> _Written task a_
Show every line of the records that contains the string "town". Case counts.

> _Extract_
ADR 001: Database Choice - PostgreSQL for Production, H2 for Tests

Status: Accepted
Date: October 31, 2025
Authors: Architecture Team
Stakeholders: Backend Team, DevOps, QA

Problem Statement

StockEase requires a persistent data store for product inventory, user management, and audit trails. We need to decide on: 1. Production database technology 2. Testing database technology 3. Data consistency model 4. Scalability approach

Requirements

  • ✅ ACID compliance (data consistency)
  • ✅ Support for complex queries
  • ✅ Horizontal scaling capability
  • ✅ Easy backups and recovery
  • ✅ Fast test execution
  • ✅ No external dependencies during development

Decision

Production: PostgreSQL 17.5 (managed on Neon)
Testing: H2 (in-memory)
Migration Tool: Flyway 11.7.2

Rationale

Why PostgreSQL for Production?

  1. ACID Compliance
    • Guarantees data integrity
    • Supports complex transactions
    • Prevents data corruption
  2. Query Capabilities
    • Full-text search support
    • JSON/JSONB data types
    • Window functions for analytics
    • CTEs (Common Table Expressions)
  3. Scalability
    • Connection pooling support
    • Read replicas
    • Horizontal scaling with Citus extension
    • Partitioning for large tables
  4. Operational Excellence
    • Extensive monitoring tools
    • Point-in-time recovery
    • Proven in enterprise environments
    • Large community and support
  5. Cloud Integration
    • Neon provides serverless PostgreSQL
    • Automatic backups
    • Easy scaling without manual intervention
    • Pay-as-you-go pricing

Why H2 for Testing?

  1. Test Speed
    • In-memory database
    • No network latency
    • Fast startup and teardown
    • Tests complete in seconds
  2. Test Isolation
    • Each test gets fresh database
    • No test pollution
    • Parallel test execution possible
    • Deterministic results
  3. No Dependencies
    • No external services needed
    • Developers don’t need PostgreSQL installed
    • CI/CD doesn’t need database service
    • Faster feedback loop
  4. Debugging
    • Easy to inspect test data
    • No network issues to debug
    • Deterministic behavior
    • Simple to understand failures

Why Flyway?

  1. Version Control
    • Schema changes tracked in Git
    • Reproducible deployments
    • Easy to review changes
  2. Safety
    • Validates migrations before execution
    • Prevents duplicate execution
    • Rollback on failure
  3. Database Agnostic
    • Same migrations work on H2 (tests) and Postgres (production)
    • Catch DB-specific issues early
  4. Simplicity
    • SQL-based migrations
    • No ORM magic
    • Full control over schema changes

Alternative Approaches Considered

1. MySQL for Production, H2 for Tests

Rejected because: - PostgreSQL has better JSON support - PostgreSQL has more advanced features (window functions, CTEs) - PostgreSQL scales better horizontally

2. MongoDB (NoSQL)

> _Information supplied_

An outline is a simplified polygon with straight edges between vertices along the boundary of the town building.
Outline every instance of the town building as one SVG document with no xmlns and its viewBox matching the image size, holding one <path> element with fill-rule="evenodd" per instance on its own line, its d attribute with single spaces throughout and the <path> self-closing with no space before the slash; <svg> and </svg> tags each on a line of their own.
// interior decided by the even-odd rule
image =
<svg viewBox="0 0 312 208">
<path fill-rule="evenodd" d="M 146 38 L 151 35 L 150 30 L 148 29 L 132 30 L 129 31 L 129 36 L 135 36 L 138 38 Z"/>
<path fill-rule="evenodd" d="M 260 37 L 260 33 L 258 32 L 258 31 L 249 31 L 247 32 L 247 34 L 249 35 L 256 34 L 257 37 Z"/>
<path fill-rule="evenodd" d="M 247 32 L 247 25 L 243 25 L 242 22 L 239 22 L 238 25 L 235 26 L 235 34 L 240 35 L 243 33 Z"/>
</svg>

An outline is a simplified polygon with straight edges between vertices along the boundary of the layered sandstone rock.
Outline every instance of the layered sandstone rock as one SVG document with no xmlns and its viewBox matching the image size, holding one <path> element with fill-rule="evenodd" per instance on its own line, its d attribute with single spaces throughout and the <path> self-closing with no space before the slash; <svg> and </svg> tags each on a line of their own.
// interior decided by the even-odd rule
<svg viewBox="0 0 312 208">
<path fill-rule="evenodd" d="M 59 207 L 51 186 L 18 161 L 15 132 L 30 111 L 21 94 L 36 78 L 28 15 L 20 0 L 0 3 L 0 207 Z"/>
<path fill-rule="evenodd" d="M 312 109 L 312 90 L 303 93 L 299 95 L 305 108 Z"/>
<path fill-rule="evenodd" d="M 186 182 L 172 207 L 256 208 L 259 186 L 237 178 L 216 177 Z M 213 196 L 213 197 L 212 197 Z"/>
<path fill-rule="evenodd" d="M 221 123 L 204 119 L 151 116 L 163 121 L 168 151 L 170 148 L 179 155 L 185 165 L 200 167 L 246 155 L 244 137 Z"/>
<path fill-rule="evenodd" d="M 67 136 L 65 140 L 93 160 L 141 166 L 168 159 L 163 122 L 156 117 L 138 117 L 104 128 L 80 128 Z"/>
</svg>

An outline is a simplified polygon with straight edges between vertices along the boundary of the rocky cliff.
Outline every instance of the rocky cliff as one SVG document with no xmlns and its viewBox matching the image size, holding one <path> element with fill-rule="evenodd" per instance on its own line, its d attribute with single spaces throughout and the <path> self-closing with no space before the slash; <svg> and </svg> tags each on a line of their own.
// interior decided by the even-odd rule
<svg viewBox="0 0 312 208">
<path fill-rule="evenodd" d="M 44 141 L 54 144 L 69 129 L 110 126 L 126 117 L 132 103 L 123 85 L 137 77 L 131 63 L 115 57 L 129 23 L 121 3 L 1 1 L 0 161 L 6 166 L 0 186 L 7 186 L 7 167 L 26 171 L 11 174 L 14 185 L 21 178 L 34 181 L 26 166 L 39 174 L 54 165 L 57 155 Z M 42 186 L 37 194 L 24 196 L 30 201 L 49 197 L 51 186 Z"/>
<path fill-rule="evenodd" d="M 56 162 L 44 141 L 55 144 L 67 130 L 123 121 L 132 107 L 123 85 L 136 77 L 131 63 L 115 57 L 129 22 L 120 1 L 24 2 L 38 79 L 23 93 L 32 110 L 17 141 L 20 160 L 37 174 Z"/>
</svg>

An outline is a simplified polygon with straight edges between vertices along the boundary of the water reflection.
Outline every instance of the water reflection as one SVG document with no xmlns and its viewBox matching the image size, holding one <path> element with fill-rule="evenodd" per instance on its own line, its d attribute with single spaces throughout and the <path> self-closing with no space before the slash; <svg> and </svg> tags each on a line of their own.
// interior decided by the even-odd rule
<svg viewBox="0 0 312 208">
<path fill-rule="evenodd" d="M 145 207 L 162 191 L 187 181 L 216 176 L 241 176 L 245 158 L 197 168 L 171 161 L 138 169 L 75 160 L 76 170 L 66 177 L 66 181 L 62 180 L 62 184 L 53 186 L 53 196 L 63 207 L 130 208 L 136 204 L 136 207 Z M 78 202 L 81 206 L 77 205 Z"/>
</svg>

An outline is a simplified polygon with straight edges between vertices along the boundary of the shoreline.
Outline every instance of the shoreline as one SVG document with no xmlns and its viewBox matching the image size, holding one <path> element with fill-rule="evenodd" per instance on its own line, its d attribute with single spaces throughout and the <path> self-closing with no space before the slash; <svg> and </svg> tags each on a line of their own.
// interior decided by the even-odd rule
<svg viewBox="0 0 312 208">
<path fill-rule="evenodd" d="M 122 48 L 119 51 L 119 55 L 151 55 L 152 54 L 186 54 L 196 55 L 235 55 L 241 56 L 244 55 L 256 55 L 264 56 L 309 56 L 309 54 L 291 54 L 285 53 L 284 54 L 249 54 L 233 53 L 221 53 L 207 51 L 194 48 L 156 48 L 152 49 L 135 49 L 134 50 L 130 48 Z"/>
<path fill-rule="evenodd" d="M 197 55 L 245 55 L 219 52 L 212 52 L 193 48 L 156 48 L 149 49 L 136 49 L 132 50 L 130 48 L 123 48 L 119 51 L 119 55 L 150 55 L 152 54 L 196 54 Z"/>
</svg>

> _Written task b_
Please answer these questions about the ADR:
(i) Which version of Flyway is chosen as the migration tool?
(ii) What service manages the production PostgreSQL database?
(iii) Which extension is named for horizontal scaling under PostgreSQL's scalability?

> _Exercise solution a_
An outline is a simplified polygon with straight edges between vertices along the boundary of the town building.
Outline every instance of the town building as one SVG document with no xmlns and its viewBox matching the image size, holding one <path> element with fill-rule="evenodd" per instance on its own line, its d attribute with single spaces throughout and the <path> self-closing with no space before the slash; <svg> and </svg> tags each on a line of their own.

> _Exercise solution b_
(i) Flyway 11.7.2
(ii) Neon
(iii) Citus